§ Problem to work on
Switch every "casuarina tree foliage" in the material below to "tree canopy" and write it out again with nothing else changed, omitting the pictures.

## BEGIN Information given

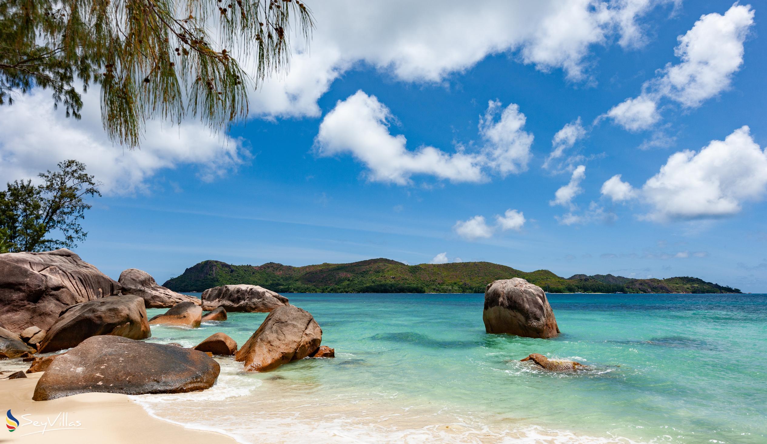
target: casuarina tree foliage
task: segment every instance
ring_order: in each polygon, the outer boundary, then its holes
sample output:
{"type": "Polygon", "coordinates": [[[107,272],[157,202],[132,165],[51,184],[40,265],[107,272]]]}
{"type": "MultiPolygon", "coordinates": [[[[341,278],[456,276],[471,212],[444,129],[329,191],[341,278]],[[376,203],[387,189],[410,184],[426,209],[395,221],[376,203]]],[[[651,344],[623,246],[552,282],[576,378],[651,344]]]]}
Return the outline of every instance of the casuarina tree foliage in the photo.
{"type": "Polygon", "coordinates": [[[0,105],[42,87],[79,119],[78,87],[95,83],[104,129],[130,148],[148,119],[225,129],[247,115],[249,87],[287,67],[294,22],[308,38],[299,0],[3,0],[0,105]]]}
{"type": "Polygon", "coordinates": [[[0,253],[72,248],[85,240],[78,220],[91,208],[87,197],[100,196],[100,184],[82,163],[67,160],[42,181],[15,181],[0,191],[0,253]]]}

## END Information given

§ The output
target: tree canopy
task: segment every instance
ring_order: in each polygon, the outer boundary, then its holes
sample output:
{"type": "Polygon", "coordinates": [[[107,272],[157,202],[132,165],[51,184],[40,265],[107,272]]]}
{"type": "MultiPolygon", "coordinates": [[[[341,278],[456,276],[471,212],[444,129],[329,191],[341,278]],[[376,203],[387,189],[410,184],[426,209],[395,221],[376,203]]],[[[651,344],[623,246],[552,282],[576,378],[651,344]]]]}
Return the outline of every instance of the tree canopy in the photo.
{"type": "Polygon", "coordinates": [[[0,105],[42,87],[79,119],[78,87],[95,83],[104,129],[130,148],[148,119],[225,129],[247,115],[249,87],[287,67],[294,22],[308,38],[299,0],[3,0],[0,105]]]}
{"type": "Polygon", "coordinates": [[[0,253],[72,248],[85,240],[78,220],[91,208],[87,197],[100,196],[100,184],[82,163],[67,160],[42,181],[15,181],[0,191],[0,253]]]}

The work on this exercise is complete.